___ Data records ___
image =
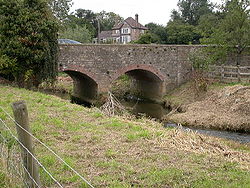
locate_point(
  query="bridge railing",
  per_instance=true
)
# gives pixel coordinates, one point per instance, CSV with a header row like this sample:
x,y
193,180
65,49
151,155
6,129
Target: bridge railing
x,y
230,73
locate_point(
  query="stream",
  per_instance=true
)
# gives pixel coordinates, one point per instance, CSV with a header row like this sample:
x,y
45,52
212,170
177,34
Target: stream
x,y
157,111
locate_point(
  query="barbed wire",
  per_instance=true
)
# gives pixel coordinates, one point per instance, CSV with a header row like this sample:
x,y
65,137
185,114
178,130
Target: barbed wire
x,y
31,155
43,144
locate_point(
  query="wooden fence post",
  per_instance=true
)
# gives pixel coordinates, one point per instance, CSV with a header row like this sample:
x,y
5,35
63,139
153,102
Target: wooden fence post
x,y
21,117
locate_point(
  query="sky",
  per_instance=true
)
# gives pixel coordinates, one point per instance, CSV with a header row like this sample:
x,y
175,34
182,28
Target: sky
x,y
157,11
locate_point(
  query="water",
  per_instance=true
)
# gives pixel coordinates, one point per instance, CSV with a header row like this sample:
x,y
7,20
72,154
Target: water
x,y
239,137
157,111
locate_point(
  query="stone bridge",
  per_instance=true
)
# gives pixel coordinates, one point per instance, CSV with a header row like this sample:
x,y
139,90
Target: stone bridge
x,y
155,69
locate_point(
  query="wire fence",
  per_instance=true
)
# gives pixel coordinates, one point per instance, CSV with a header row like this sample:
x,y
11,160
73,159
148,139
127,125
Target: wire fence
x,y
20,163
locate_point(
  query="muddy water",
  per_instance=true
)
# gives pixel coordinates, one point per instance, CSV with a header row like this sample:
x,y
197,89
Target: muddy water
x,y
154,110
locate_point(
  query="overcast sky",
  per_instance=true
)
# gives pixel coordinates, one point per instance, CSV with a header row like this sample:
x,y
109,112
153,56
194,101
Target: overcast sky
x,y
157,11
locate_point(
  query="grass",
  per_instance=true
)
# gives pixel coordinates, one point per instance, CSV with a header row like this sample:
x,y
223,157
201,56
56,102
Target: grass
x,y
124,151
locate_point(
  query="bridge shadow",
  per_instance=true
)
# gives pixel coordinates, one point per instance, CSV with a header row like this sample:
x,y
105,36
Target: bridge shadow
x,y
85,89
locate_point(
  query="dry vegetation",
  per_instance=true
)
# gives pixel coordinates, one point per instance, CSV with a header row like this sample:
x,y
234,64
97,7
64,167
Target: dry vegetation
x,y
225,108
125,151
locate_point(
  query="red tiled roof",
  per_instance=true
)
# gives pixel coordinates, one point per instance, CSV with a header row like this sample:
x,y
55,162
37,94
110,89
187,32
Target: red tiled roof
x,y
105,34
132,22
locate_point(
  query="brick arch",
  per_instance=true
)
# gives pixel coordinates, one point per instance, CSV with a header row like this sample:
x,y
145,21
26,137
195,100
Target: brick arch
x,y
148,68
79,69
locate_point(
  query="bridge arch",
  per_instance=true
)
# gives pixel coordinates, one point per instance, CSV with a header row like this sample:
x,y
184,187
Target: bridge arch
x,y
147,81
148,68
85,85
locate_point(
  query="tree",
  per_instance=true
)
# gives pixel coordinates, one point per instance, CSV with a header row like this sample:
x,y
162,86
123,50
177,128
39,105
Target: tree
x,y
108,20
207,24
146,38
60,8
28,35
158,32
192,10
85,18
77,33
232,35
182,33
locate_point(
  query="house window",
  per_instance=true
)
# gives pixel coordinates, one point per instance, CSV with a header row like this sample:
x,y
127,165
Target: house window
x,y
126,39
125,30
___
__Activity__:
Write the lines out again exactly, from the one containing "Target: bridge shadow" through the last line of the records, and include no other lines.

__Response__:
Target: bridge shadow
x,y
85,89
locate_point(
  query="dry vegetation",
  per_instance=true
)
# gives pixel coordinates, one point per instance, CSV with a header row like this sample:
x,y
234,64
97,7
64,167
Target: dry vegetation
x,y
225,108
125,151
locate_point(
  query="red tiled roof",
  per_instance=true
)
# gives pixel coordinates, one point per instance, CSV with a header row like this sample:
x,y
55,162
37,94
110,89
187,32
Target: red tiled roof
x,y
105,34
132,22
locate_point(
  query="brick arch",
  per_instance=true
)
# gives pixel coordinates, one point per instance, CSV with a header row like this sample:
x,y
145,21
26,137
195,100
Target: brick arch
x,y
148,68
79,69
locate_point(
  query="bridge arch",
  per_instance=true
)
# gives pixel coordinates, one point per instance, CSV with a header row like this sample:
x,y
184,187
Target: bridge arch
x,y
147,81
148,68
85,85
locate_point(
  query="tree",
  per_instance=true
)
# gives pixel coordinates, one point per instance, CSV with a header row like this sample:
x,y
162,86
123,50
177,128
39,105
Target: tree
x,y
108,20
207,24
146,38
60,8
28,35
158,32
192,10
85,18
77,33
232,35
182,33
locate_point(
  query="house window",
  per_instance=true
)
# gives pixel coordinates, one point per instance, CSV with a header row like this sample:
x,y
127,165
Target: house window
x,y
126,39
125,30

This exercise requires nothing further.